Before proceeding to solder one has to apply some sort of insulation over the via(piece of tape,girl-friend's nail polish) so that the body of the switch doesn't touches the via.Since the switch is already soldered try raising it a bit(very carefully or you may damage the tracks) so that it doesn't touches the via.
BTW I've used jumpers (gain= 1X, 2X & 8X) to avoid this problem.
see #3147
http://www.diyaudio.com/forums/head...eadphone-amp-diy-project-315.html#post3377815
Thanks! I'm on the process of fixing, but is having a hard time getting the switch off the board (so I can cut off the bottom left leg (closest to the switch head), correct?).

:::

Given request 1: List the gain settings that the switch-soldering thread says the jumpers were used for.
Given request 2: Write what comes next in the switch-soldering thread, continuing after its final sentence.
The entries that come next are drawn from a different source than the switch-soldering thread.

:::

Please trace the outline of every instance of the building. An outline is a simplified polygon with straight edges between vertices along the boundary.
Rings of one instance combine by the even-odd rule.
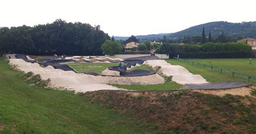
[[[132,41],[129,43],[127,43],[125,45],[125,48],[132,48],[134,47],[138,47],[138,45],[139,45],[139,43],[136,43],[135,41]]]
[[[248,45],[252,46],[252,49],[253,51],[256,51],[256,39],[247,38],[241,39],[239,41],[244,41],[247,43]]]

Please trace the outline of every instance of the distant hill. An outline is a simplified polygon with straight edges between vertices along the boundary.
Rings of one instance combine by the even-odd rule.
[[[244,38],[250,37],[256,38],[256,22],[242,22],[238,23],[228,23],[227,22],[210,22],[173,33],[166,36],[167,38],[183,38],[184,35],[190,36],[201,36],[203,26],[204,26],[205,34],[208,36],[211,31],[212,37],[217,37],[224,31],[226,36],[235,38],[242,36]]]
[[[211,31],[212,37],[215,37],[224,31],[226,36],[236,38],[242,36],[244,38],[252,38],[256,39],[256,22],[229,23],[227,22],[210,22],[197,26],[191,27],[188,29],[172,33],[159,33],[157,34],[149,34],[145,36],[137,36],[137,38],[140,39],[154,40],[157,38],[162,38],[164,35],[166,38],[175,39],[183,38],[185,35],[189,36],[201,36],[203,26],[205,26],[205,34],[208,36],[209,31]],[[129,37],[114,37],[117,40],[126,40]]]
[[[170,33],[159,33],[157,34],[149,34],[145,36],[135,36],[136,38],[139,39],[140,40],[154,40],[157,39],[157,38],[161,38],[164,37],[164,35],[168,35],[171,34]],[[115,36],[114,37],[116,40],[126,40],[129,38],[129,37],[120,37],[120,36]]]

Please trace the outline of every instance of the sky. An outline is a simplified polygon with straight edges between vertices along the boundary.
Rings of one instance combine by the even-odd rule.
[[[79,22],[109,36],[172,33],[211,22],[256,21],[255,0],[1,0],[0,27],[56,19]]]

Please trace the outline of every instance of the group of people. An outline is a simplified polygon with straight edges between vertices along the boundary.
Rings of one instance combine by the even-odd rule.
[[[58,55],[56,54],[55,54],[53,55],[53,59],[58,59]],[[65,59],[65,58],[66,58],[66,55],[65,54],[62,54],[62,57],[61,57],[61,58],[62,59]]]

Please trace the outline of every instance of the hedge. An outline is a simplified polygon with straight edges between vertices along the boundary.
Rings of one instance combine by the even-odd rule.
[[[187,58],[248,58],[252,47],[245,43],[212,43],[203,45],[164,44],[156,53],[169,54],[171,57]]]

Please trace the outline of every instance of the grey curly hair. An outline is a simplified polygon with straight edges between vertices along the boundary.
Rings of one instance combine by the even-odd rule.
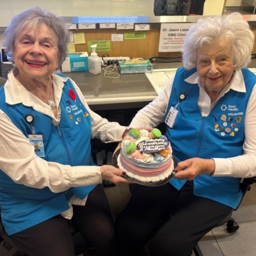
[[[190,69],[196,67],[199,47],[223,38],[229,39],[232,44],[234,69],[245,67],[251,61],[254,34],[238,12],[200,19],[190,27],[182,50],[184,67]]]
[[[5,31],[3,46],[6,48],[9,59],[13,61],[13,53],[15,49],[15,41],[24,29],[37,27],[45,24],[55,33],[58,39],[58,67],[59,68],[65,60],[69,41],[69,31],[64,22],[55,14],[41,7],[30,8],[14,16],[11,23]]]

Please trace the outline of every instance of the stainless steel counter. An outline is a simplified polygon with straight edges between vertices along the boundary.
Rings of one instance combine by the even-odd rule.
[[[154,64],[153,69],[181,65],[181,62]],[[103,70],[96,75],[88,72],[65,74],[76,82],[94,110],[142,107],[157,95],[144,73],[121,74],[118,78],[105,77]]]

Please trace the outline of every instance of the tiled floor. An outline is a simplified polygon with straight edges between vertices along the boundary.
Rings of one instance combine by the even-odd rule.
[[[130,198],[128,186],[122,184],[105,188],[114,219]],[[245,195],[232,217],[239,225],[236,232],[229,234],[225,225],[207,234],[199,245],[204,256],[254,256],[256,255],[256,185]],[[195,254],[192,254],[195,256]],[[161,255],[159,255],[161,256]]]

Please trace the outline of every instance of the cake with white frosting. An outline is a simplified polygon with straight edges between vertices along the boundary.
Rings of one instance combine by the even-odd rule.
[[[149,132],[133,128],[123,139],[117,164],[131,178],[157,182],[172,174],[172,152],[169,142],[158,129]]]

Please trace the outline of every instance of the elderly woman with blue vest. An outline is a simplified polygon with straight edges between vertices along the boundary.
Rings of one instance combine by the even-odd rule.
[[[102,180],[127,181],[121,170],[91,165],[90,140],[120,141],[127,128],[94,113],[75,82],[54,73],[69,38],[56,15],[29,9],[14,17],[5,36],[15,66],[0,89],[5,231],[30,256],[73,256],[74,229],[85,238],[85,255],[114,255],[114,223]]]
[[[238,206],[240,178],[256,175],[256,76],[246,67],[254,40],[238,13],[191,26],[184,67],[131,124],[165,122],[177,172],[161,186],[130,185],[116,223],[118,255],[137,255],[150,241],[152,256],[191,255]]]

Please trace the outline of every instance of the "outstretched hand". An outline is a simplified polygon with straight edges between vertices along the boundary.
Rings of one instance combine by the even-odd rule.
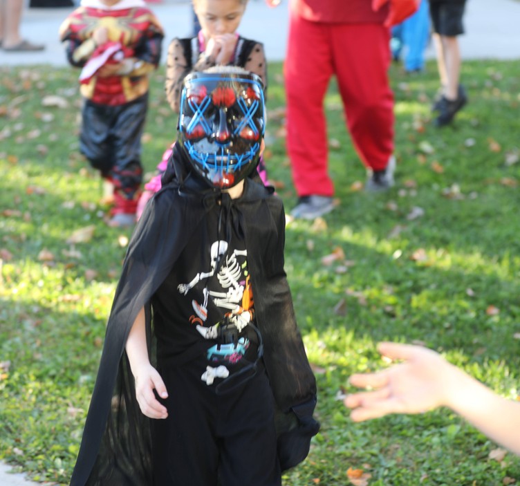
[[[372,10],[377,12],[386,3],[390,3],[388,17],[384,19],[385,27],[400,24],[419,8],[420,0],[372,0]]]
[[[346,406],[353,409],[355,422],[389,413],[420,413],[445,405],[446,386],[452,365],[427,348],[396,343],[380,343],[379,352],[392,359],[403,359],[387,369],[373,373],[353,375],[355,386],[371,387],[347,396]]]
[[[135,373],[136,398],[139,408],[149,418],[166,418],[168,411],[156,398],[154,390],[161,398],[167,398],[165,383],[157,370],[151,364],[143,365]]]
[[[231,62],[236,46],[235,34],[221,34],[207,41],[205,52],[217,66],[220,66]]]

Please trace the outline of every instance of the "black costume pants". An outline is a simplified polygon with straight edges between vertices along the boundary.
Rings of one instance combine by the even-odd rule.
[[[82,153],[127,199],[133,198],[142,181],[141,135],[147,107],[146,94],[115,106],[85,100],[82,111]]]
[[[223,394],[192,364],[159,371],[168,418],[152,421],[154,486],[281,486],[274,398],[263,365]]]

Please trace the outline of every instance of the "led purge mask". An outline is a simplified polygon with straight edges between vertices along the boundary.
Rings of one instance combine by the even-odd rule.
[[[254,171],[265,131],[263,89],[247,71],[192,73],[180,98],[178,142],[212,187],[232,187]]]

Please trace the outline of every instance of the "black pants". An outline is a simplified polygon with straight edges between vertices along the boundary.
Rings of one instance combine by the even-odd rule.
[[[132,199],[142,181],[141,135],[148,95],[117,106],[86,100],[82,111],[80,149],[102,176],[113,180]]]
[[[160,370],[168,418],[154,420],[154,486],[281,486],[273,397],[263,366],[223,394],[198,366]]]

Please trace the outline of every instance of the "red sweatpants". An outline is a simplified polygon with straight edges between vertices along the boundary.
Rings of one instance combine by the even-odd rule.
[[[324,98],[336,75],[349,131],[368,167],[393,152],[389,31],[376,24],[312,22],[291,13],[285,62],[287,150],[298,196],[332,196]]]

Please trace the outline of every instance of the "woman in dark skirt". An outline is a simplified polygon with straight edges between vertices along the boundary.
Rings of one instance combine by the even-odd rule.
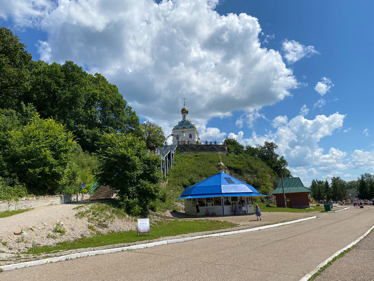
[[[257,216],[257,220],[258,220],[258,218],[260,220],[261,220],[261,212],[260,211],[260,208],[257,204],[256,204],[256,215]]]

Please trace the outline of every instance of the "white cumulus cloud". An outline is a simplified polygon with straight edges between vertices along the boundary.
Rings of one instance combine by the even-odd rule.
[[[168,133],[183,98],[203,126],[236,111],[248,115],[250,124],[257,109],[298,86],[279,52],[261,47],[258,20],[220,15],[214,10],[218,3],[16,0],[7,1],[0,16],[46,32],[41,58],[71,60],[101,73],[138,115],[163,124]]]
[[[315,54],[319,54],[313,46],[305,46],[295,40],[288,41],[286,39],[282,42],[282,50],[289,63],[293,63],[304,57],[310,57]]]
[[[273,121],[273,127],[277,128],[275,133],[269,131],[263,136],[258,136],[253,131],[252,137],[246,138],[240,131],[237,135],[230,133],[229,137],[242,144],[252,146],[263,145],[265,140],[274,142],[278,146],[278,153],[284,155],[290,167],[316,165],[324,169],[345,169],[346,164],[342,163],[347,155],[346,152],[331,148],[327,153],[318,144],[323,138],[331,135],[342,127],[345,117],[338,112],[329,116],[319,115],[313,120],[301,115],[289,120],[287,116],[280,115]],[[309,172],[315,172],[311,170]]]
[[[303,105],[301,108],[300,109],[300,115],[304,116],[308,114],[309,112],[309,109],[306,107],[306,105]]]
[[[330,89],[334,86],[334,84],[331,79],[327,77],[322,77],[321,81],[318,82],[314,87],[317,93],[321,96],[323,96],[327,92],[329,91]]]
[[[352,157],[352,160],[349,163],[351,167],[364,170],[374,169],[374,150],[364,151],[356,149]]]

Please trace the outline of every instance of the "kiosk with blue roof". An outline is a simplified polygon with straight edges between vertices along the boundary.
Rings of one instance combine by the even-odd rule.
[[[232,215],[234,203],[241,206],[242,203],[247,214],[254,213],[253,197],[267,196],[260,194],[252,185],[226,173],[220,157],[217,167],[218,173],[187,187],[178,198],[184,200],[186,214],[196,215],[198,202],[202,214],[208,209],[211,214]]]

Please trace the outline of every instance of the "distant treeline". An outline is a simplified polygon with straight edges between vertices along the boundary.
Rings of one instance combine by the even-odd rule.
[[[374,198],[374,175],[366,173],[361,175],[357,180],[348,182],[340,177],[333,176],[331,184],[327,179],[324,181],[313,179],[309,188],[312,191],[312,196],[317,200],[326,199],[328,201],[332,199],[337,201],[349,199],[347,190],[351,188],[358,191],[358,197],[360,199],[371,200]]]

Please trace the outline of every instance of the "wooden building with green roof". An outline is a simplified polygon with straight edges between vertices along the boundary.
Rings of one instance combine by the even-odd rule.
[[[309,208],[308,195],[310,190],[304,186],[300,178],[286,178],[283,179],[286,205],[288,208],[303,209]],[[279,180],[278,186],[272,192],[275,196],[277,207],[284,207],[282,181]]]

:::

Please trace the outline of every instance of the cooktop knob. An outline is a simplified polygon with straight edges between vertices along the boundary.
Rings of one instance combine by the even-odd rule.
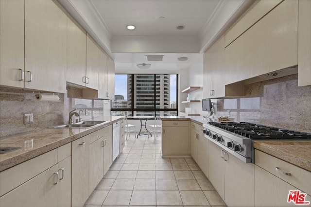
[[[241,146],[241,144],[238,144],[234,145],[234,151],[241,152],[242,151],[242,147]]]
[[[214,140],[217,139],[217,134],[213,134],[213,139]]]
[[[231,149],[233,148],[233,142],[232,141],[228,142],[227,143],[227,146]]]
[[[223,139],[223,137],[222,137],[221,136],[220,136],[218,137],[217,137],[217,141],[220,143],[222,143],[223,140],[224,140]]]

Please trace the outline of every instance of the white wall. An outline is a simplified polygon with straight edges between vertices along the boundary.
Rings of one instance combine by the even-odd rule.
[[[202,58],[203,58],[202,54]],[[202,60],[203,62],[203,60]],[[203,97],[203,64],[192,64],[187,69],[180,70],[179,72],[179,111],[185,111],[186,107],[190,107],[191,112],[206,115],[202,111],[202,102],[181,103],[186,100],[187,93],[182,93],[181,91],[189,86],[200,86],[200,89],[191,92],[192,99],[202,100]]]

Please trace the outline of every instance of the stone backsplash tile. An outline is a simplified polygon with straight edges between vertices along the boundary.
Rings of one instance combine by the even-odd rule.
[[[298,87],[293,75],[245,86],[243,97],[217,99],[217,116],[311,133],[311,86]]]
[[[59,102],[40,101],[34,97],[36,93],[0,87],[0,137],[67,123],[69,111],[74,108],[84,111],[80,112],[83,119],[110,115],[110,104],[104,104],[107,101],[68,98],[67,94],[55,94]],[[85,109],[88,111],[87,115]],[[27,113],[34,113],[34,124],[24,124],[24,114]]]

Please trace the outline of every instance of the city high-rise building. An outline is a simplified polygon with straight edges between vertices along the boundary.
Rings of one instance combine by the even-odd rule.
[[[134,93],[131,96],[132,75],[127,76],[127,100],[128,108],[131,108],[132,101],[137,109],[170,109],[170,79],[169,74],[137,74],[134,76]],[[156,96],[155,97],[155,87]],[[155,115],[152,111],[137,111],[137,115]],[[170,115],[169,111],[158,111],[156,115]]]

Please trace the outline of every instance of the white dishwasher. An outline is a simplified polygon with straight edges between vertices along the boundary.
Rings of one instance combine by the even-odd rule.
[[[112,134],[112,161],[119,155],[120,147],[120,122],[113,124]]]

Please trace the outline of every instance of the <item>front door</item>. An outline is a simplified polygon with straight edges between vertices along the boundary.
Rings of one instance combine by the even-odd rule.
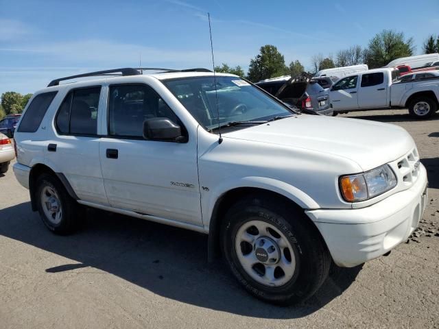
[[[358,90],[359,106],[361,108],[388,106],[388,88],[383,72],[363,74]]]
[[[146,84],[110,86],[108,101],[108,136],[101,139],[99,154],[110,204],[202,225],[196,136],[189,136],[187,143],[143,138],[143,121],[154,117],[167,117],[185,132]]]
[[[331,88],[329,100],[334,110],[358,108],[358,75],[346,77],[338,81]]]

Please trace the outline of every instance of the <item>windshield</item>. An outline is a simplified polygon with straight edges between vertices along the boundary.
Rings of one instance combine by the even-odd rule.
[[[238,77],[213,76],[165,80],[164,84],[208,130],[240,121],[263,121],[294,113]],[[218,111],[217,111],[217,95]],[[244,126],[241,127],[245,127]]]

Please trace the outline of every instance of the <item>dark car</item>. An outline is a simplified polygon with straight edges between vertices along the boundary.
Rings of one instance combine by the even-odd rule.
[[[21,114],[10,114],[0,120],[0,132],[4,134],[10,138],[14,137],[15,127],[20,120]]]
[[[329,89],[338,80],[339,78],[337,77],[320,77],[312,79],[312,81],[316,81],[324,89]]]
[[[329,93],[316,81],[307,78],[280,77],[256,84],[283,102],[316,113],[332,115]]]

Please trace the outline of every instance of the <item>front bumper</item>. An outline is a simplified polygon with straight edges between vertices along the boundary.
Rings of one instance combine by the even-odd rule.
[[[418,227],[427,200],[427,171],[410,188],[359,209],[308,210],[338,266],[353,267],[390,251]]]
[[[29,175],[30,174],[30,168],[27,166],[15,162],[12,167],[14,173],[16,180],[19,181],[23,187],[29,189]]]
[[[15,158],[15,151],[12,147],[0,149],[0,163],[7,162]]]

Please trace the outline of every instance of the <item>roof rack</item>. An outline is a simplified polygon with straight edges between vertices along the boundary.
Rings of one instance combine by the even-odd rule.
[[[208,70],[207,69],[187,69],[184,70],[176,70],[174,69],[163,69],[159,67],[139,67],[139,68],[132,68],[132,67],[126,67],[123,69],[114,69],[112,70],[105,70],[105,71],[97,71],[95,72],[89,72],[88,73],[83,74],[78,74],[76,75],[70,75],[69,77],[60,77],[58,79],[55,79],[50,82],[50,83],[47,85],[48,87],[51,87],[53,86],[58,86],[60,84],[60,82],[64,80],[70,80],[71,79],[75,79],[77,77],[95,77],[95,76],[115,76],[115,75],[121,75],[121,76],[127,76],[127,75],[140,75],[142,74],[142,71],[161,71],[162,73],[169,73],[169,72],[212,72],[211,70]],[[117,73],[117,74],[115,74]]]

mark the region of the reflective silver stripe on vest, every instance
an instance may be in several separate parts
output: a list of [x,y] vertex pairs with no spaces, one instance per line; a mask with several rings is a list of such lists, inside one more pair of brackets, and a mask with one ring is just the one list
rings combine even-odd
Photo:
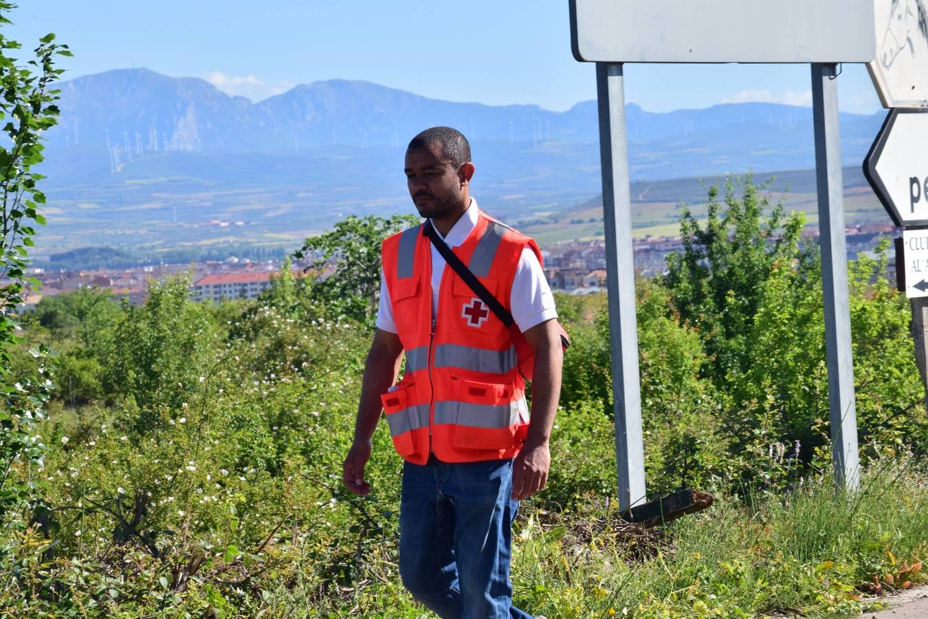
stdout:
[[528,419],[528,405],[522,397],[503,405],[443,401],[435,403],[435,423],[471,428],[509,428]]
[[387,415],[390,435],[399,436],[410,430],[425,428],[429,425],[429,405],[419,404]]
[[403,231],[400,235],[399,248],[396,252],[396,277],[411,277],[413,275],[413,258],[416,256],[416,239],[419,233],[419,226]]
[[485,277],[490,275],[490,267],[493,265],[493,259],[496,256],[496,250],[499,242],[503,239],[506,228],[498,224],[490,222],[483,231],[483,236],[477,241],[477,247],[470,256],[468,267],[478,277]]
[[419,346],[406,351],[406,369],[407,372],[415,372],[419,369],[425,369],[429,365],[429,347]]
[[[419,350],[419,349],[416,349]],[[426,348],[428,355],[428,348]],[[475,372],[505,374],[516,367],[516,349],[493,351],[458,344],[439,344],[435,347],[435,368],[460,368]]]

:::

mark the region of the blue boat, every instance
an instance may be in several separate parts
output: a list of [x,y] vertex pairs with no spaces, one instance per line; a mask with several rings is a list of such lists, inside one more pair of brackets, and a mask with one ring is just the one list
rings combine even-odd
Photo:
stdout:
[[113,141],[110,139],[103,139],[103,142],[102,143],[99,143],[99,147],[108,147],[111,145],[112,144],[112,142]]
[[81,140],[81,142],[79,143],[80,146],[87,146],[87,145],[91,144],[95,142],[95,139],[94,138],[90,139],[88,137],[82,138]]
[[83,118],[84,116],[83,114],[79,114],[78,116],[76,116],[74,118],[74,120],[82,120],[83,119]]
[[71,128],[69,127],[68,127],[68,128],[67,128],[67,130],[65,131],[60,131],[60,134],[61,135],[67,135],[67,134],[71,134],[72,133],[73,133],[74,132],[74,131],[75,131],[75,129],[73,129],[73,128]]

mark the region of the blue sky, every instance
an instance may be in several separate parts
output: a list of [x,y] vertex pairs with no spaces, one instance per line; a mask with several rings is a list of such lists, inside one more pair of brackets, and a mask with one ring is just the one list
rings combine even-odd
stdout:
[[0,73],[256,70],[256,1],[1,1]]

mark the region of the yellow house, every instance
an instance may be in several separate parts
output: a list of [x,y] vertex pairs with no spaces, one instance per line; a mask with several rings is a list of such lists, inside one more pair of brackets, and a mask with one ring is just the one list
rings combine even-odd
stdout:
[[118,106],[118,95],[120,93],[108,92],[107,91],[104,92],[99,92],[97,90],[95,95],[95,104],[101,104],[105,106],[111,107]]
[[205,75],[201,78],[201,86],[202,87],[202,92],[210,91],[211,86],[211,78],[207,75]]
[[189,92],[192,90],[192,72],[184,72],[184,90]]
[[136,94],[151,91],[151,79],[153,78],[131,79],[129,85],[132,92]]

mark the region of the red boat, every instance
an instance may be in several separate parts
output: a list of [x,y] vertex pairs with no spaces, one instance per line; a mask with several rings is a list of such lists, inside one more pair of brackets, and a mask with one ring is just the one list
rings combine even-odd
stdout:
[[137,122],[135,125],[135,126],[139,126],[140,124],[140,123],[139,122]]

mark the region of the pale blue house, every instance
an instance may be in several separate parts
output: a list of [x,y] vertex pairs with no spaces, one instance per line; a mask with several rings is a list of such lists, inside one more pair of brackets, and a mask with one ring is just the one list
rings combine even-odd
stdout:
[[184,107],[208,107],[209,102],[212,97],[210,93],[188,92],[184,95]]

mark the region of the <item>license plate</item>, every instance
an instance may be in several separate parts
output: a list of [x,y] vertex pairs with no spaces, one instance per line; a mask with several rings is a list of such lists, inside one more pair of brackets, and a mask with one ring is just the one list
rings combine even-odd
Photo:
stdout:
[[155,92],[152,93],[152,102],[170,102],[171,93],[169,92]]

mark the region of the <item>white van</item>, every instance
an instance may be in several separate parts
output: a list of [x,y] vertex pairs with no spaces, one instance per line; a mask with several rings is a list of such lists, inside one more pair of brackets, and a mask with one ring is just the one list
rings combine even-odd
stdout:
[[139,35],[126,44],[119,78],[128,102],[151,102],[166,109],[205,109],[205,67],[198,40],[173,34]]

:::

Right answer 1: 1X, 2X, 8X

Right answer 2:
Also, one little question. The sound on my self built O2 seems to be a little muffled and less detailed compared to a stock O2 amp. Are there any suggestions of what may be wrong? Perhaps too much solder, or some components are not actually making contact, but instead making contact through the solders? Or perhaps because I cut the power jack because it won't fit, and the electricity might be flowing through the solder onto the board instead of directly onto the board?
I noticed something strange while testing my O2. With the amp switched off, putting a sine wave on the input produces a DC voltage at the output. The DC increases in proportion with the input voltage. Using a 1KHz 2.5Vp-p sine wave produces -1.53VDC with around 500 ohms output impedance. The strange thing is, this happens even with the volume at minimum.
Anyone got any clue what's going on here? Seems very strange that it's doing this with no power and volume at minimum.
Edit: It's also worst in high gain mode (5X). Low gain (1X) gives around -0.9V.
Anyone got any clue what's going on here? Seems very strange that it's doing this with no power and volume at minimum.
Edit: It's also worst in high gain mode (5X). Low gain (1X) gives around -0.9V.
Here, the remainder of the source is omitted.